■ Given problem: Please reproduce the rows below, substituting "Exercise" for every occurrence of "Practice step" and leaving all other text untouched.

** Begin **

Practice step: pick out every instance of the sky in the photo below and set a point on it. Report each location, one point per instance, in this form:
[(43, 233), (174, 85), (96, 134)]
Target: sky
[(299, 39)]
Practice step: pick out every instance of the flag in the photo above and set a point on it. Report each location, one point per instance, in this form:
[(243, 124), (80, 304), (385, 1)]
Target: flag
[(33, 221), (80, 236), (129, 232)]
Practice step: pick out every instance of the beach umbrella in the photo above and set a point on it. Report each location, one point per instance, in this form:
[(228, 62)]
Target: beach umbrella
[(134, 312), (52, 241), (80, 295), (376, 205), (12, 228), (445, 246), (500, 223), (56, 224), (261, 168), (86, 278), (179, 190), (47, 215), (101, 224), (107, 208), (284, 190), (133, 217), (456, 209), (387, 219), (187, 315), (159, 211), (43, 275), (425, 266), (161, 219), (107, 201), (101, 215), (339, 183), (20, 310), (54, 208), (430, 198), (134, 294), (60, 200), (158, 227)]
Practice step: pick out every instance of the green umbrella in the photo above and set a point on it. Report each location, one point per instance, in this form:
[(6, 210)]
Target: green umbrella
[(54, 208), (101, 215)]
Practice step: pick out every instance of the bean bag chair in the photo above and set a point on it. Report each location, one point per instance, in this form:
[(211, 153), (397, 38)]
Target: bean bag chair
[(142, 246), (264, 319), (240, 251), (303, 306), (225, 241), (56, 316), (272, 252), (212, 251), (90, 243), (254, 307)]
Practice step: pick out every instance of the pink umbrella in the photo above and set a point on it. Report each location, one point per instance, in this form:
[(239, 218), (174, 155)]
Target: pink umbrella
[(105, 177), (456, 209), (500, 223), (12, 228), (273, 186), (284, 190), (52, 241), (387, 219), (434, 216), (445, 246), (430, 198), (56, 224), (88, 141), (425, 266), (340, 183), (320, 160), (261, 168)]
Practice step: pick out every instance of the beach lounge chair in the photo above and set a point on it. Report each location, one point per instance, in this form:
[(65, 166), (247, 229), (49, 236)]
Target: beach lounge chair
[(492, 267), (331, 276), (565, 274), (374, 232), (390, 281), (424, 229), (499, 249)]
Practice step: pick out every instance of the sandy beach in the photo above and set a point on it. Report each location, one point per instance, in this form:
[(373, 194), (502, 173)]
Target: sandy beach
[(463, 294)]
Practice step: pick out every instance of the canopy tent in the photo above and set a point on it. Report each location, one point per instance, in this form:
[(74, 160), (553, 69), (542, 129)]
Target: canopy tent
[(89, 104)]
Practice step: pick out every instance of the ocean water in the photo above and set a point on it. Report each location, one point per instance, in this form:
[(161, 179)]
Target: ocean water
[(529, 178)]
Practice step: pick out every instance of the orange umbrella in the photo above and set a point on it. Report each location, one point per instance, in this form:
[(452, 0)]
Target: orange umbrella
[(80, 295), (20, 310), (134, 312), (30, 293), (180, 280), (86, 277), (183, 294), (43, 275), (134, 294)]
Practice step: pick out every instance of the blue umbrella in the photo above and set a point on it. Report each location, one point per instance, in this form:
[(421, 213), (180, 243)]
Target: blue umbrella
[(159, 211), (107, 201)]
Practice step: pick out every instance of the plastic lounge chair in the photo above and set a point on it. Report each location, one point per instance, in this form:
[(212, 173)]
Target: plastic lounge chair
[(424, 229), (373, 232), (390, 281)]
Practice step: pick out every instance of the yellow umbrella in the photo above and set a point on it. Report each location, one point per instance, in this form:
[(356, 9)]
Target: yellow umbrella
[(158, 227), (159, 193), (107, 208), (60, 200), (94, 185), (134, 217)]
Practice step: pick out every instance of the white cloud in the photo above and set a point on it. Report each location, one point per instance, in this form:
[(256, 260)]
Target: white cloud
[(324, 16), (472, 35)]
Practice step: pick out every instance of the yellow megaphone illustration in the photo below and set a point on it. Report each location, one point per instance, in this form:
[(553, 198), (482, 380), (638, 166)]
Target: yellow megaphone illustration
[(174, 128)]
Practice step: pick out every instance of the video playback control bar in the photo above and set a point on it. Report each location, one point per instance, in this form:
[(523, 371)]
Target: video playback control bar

** End **

■ Result of the exercise:
Exercise: pick out every instance of the sky in the photo below and set a point on it. Report each location, one point per instance, in this form:
[(43, 233), (174, 85), (96, 134)]
Target: sky
[(299, 39)]
Exercise: pick out every instance of the flag in the photo above and set a point on it. Report each location, one point per instance, in this form:
[(243, 124), (80, 304), (385, 1)]
Target: flag
[(33, 221), (80, 236), (129, 232)]
Exercise: pick out every instance of the beach umbrella in the photo above and set a point on it. Report each location, one point per instance, in this form:
[(228, 62)]
Target: beach umbrella
[(134, 312), (52, 241), (80, 295), (376, 205), (12, 228), (445, 246), (500, 223), (56, 224), (261, 168), (86, 278), (179, 190), (47, 215), (101, 224), (107, 208), (284, 190), (133, 217), (456, 209), (387, 219), (187, 315), (159, 211), (43, 275), (425, 266), (161, 219), (107, 201), (101, 215), (339, 183), (20, 310), (54, 208), (430, 198), (134, 294), (60, 200), (158, 227)]
Exercise: pick out every instance of the green umbrella in the photo above and set a point on it. Report each location, one point per instance, in this form:
[(6, 210)]
Target: green umbrella
[(54, 208), (101, 215)]
Exercise: pick out every instance of the bean bag chair in the photo above and set a point on it. Report each location, one point per instance, in this form:
[(211, 153), (397, 38)]
Target: bean bag chair
[(142, 246), (264, 319), (240, 251), (303, 306), (225, 241), (56, 316), (272, 252), (212, 251), (90, 243), (254, 307)]
Exercise: pick out every instance of the pink umbrella in the photo above and set a point on it. Report each location, one point per instance, in this form:
[(239, 218), (174, 155)]
Target: pink umbrella
[(105, 177), (456, 209), (500, 223), (12, 228), (273, 186), (284, 190), (52, 241), (387, 219), (434, 216), (445, 246), (430, 198), (56, 224), (88, 141), (425, 266), (340, 183), (320, 160), (261, 168)]
Exercise: pick out every instance of the beach lounge chair in the photo above and set a point on it. Report each location, one point per instance, in this form:
[(65, 166), (247, 229), (49, 236)]
Target: beach lounge chair
[(492, 267), (331, 276), (565, 274), (374, 232), (390, 281), (424, 229), (499, 249)]
Exercise: pick out every instance of the sandy beach in the photo above and set a point on it. Report each location, one point per instance, in this form:
[(373, 194), (502, 173)]
Target: sandy beach
[(463, 294)]
Exercise: pick out every instance of the canopy tent in the photo above and set a point on it. Report each location, one point per instance, in this form:
[(74, 160), (553, 69), (542, 129)]
Target: canopy tent
[(89, 104)]
Exercise: pick out every instance of the ocean water in the photo above and set a point on it. Report each location, one point per instance, in this form:
[(161, 179)]
Target: ocean water
[(529, 178)]
Exercise: pick out every instance of the orange umbrella in the photo above and set a point on it. Report each location, one point per instance, in this form:
[(452, 0)]
Target: orange umbrella
[(80, 295), (20, 310), (134, 312), (30, 293), (180, 280), (86, 277), (183, 294), (43, 275), (134, 294)]
Exercise: pick out every instance of the blue umbrella in the photo above and set a point on it. Report each location, one point per instance, in this form:
[(421, 213), (180, 243)]
Target: blue umbrella
[(159, 211), (107, 201)]
Exercise: pick out every instance of the plastic lounge chair in the photo above and set a point on it. Report each location, one point per instance, in this form:
[(212, 173)]
Target: plastic lounge chair
[(424, 229), (373, 232), (390, 281)]
Exercise: pick out every instance of the yellow umbrella in the photo above and set a point on it. Report each location, one point per instance, in this form:
[(356, 9)]
Target: yellow umbrella
[(158, 227), (159, 193), (107, 208), (60, 200), (94, 185), (134, 217)]
Exercise: pick out every instance of the white cloud in the photo above and set a point on it. Report each location, one point per instance, in this form:
[(256, 260)]
Target: white cloud
[(324, 16), (472, 35)]
Exercise: pick out every instance of the yellow megaphone illustration in the photo below and set a point on it. Report each location, one point per instance, in this form:
[(553, 198), (482, 380), (638, 166)]
Target: yellow megaphone illustration
[(174, 128)]
Exercise: pick out every instance of the video playback control bar in the photo above and set a point on it. Report each location, one point per instance, in this form:
[(523, 371)]
Target: video playback control bar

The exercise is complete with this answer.